• What to produce: After locating the line that contains "Pop quiz! Can you mark the white lab" in the data below, set down exactly that line and each one after it through the line that contains "Pop quiz! Can you mark the woman's nose", and nothing more.

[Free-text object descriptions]
____________
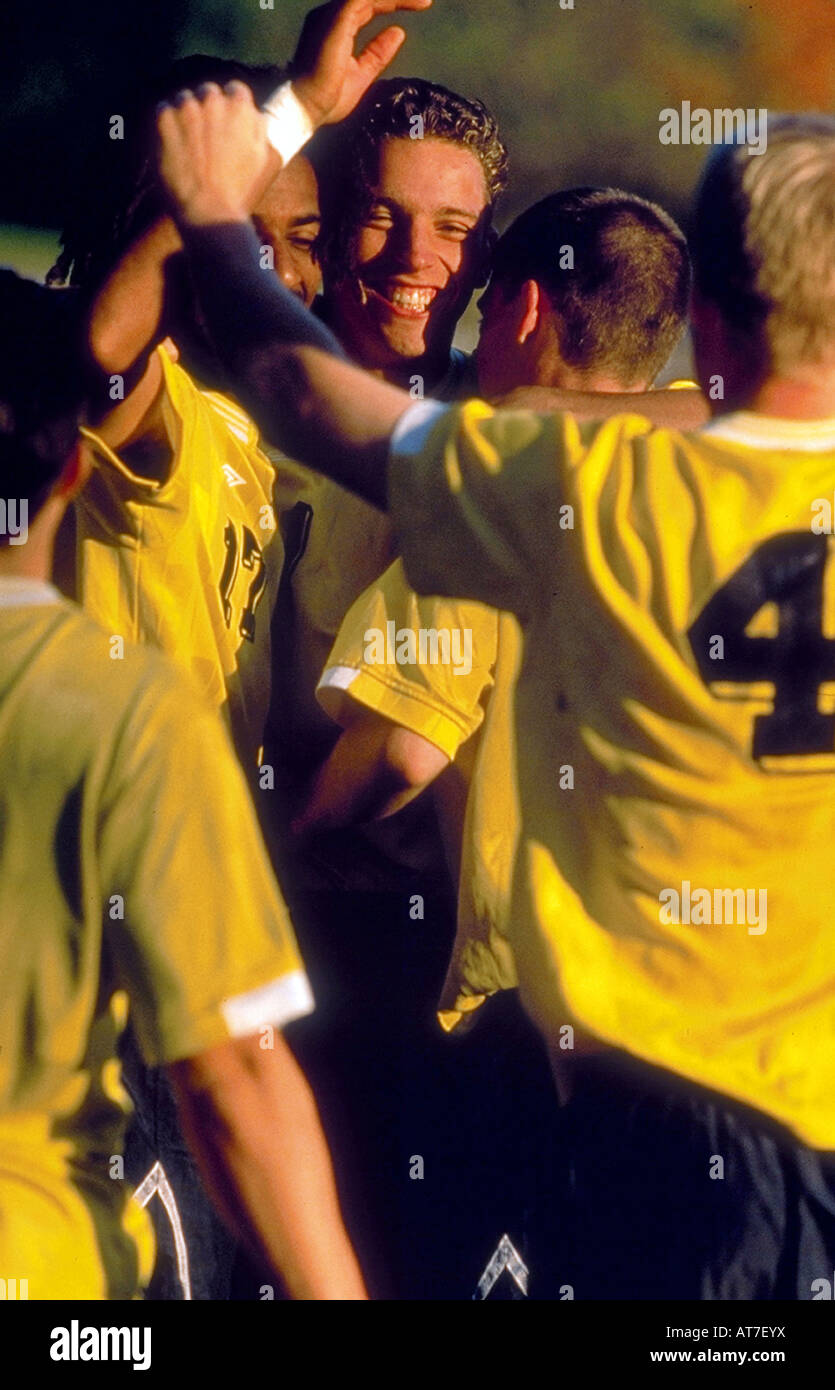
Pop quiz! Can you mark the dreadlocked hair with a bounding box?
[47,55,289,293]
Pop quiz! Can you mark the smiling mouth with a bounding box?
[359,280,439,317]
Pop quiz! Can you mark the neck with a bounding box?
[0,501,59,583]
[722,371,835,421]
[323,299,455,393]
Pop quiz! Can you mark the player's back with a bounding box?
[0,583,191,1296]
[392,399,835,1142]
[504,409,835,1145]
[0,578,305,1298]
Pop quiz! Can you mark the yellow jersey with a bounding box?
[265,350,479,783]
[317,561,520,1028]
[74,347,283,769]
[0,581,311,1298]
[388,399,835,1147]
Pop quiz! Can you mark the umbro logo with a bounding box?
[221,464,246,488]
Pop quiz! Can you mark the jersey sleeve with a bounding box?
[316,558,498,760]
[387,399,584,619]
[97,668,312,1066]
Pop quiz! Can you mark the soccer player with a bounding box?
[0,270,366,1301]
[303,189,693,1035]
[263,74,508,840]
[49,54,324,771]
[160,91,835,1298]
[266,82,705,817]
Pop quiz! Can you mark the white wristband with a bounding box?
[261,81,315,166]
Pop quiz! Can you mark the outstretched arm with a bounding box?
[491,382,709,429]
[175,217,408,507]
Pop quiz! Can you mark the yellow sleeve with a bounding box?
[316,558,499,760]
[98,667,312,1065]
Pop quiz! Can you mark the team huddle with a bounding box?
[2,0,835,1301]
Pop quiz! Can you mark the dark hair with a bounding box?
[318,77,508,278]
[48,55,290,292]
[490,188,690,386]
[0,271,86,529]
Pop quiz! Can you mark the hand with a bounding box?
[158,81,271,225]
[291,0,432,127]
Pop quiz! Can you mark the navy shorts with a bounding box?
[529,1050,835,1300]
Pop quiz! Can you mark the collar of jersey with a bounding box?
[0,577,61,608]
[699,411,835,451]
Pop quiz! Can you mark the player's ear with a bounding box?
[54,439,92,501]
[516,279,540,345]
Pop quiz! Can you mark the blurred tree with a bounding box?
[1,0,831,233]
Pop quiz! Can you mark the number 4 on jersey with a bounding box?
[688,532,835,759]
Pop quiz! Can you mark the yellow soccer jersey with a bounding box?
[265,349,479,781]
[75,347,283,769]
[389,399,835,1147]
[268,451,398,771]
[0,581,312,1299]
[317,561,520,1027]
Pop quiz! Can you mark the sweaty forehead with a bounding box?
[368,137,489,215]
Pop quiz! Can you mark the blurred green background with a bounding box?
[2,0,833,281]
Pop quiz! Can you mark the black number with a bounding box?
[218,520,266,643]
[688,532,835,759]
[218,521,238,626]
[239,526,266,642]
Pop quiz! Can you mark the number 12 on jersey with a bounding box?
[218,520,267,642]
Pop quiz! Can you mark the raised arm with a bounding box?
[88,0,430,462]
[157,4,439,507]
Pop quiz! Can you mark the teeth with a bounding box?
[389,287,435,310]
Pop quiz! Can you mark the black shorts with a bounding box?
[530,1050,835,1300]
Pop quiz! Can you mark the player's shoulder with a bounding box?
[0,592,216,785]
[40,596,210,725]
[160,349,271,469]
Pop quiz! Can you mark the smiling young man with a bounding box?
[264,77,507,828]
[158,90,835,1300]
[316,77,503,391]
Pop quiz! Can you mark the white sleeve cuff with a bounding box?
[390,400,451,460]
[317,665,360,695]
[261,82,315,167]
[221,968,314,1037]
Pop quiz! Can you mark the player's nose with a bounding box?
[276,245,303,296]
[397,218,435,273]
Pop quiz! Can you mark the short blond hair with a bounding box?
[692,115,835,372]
____________
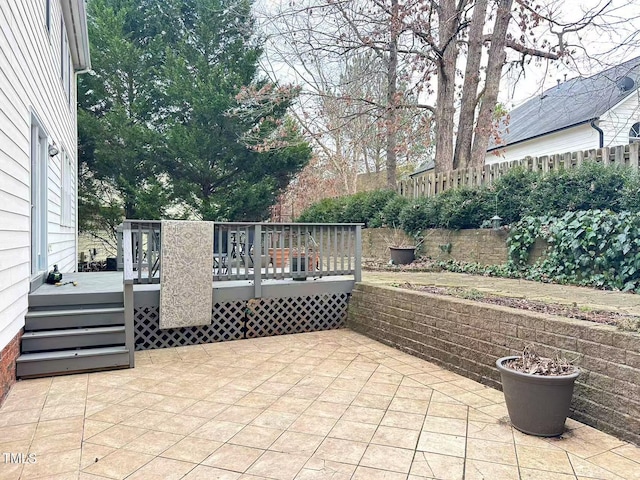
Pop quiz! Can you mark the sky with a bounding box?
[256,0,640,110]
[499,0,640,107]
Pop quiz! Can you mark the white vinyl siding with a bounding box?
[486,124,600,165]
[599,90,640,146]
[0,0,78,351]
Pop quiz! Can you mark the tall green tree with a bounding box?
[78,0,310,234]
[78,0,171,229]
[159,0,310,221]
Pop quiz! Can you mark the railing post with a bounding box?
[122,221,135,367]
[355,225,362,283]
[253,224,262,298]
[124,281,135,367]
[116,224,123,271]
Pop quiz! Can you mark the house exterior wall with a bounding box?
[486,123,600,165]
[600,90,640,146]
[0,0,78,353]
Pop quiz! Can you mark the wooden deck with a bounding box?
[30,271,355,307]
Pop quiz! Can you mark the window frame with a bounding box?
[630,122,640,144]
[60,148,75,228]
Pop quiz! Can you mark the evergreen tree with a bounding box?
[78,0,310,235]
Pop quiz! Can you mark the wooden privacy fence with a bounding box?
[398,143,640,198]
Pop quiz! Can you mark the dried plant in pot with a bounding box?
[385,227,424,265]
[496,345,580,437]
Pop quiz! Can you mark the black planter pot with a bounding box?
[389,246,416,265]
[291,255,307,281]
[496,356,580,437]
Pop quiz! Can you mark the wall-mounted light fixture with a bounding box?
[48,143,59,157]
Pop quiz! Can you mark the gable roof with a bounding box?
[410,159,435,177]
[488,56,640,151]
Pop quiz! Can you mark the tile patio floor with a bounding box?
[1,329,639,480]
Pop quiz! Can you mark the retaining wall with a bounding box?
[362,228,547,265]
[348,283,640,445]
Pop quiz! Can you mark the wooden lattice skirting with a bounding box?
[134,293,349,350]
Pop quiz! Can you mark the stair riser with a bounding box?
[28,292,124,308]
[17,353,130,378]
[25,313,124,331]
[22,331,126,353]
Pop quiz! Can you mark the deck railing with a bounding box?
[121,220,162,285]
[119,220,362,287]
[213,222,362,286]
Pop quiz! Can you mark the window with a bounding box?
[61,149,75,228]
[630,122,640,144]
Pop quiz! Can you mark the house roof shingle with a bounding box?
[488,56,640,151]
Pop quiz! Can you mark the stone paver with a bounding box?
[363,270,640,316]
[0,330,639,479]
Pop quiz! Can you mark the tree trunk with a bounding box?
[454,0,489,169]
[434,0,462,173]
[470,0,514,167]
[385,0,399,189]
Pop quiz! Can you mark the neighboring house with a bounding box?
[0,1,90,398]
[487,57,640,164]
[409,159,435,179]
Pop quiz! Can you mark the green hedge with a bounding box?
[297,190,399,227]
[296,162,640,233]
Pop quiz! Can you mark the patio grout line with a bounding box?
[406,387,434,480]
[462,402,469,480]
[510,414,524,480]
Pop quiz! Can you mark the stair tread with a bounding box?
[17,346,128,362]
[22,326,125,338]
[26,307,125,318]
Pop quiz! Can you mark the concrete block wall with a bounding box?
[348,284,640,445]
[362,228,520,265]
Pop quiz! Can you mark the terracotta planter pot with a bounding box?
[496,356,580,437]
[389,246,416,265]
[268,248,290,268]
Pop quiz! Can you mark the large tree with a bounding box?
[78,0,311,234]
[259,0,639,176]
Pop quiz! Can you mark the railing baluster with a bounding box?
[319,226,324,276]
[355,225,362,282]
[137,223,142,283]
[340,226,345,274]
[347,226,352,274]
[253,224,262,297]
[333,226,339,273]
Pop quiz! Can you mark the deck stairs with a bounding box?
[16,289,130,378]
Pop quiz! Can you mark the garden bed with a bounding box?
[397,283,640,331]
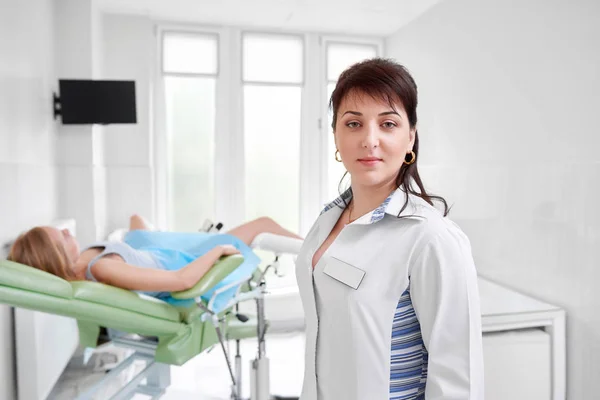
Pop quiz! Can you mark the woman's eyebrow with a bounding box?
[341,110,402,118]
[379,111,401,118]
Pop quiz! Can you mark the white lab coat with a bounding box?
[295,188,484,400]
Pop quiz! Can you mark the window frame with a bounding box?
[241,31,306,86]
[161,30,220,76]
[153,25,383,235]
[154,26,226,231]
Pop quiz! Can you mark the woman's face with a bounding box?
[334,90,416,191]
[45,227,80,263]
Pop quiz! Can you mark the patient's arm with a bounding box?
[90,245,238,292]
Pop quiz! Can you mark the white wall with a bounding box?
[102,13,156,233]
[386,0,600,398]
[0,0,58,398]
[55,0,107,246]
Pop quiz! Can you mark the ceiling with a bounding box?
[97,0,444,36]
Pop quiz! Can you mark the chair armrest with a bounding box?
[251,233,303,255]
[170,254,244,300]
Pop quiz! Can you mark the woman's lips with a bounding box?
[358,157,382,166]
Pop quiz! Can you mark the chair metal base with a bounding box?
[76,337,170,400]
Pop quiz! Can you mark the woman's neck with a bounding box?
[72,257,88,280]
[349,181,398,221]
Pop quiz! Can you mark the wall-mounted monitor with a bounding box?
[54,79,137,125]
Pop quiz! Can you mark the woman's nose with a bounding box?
____________
• Answer section:
Pop quiz! Can you mark the white lab coat with a bounding box?
[295,188,484,400]
Pop quiz! Can you mark the window frame with a bounding box?
[241,31,306,86]
[161,30,220,76]
[153,25,383,235]
[154,26,226,231]
Pop quiz! Can you mark the woman's face with a bounding box?
[334,90,416,191]
[45,227,80,263]
Pop quiz! Can you mark the patient's arm with a bounding box?
[90,245,238,292]
Pop quiz! Can you mark the white wall with a bounding box?
[102,13,156,233]
[386,0,600,398]
[0,0,58,398]
[55,0,107,246]
Pop quiz! Can you mark the ceiling with a bounding box?
[97,0,444,36]
Pop quiz! Can you mark the chair armrest with a bounding box?
[251,233,303,255]
[170,254,244,300]
Pop quiz! Can you mark the woman's lips with a bounding box?
[358,157,382,166]
Pop quiz! Can you mark the chair metal base with a bounding box?
[76,337,170,400]
Pop quiz! Can you mark the woman's neck with a bounding box?
[72,257,88,280]
[349,181,398,221]
Pop quiz! Can you mark the wall-mounted monitor with a bounding box?
[54,79,137,125]
Pop quiz! Can you mark the woman's nose with a bounding box?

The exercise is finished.